Rewrite the listing below, changing every "single point" to "single marker" and leaving everything else as it is.
— begin —
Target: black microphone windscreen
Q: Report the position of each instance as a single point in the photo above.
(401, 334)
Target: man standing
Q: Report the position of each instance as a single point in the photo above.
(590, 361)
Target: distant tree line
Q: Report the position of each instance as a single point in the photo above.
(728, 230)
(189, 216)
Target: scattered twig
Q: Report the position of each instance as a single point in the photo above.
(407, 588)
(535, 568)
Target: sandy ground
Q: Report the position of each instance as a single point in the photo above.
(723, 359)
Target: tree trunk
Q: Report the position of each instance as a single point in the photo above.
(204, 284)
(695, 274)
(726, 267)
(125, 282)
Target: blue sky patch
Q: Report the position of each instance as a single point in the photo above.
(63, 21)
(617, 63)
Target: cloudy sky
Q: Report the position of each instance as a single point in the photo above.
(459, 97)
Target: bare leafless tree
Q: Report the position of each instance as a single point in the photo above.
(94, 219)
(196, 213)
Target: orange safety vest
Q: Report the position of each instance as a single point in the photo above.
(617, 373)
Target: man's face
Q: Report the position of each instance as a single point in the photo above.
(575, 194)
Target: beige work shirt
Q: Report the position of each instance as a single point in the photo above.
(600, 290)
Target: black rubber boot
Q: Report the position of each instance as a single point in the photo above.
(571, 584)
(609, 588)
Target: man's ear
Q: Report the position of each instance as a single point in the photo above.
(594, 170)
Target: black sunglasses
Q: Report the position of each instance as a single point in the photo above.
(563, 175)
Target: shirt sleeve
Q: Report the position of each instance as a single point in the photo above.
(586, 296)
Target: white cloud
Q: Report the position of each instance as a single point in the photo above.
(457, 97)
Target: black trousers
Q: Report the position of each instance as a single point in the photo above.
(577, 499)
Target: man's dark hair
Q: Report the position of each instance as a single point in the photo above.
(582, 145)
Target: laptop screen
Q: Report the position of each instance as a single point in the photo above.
— end —
Result
Target: black microphone windscreen
Q: Report the position of each instance as a single marker in the photo above.
(401, 334)
Target: man standing
Q: Report the position of each instance as a single marker in the photo above.
(590, 361)
Target: distant tree line
Q: Report the position of each instance as a single marker in the photo above.
(728, 230)
(189, 216)
Target: scattered twig
Q: Report the position of each instance as a single marker in the photo above.
(407, 588)
(535, 568)
Target: sandy ground
Q: Report the position of each instance as a single marker in the photo above.
(723, 359)
Target: tree trunk
Q: Report the position of each instance as a single marker in the photo above.
(204, 284)
(695, 274)
(726, 267)
(125, 282)
Target: blue sky patch
Q: Report the position of each instance as a single marker in the photo above.
(63, 21)
(617, 63)
Target: cloudy sky
Q: Report the position of each instance as a single marker in the photo above.
(459, 97)
Target: bare leafless tree
Q: Report the position of each instance as a single marker in the photo above.
(94, 219)
(196, 213)
Target: orange safety vest
Q: Report the position of each instance as a single marker in the photo above.
(617, 373)
Target: man's face
Q: Report the position of each instance as a single marker in the photo above.
(575, 194)
Target: beige work shirt
Q: Report the position of each instance as a single marker in the photo above.
(600, 290)
Target: black rubber boot
Q: Report the position of each instance as a single marker in the photo above.
(571, 584)
(609, 588)
Target: man's ear
Q: Report the position of each instance as a single marker in the photo above.
(594, 170)
Target: black sunglasses
Q: Report the position of each instance as a single marker in the photo above.
(563, 175)
Target: shirt sleeve
Q: Report the position of each instance as a single marker in the photo above.
(586, 296)
Target: white cloud
Q: Report the position of each instance as a single marker in the photo above.
(457, 97)
Target: black trousers
Q: Report the position of each instance as a single marker in the photo above.
(577, 499)
Target: man's dark hair
Q: Report the position of each instance as a single marker in the photo above.
(582, 145)
Target: laptop screen
Q: Report the position of each instance as a single marker in the photo above.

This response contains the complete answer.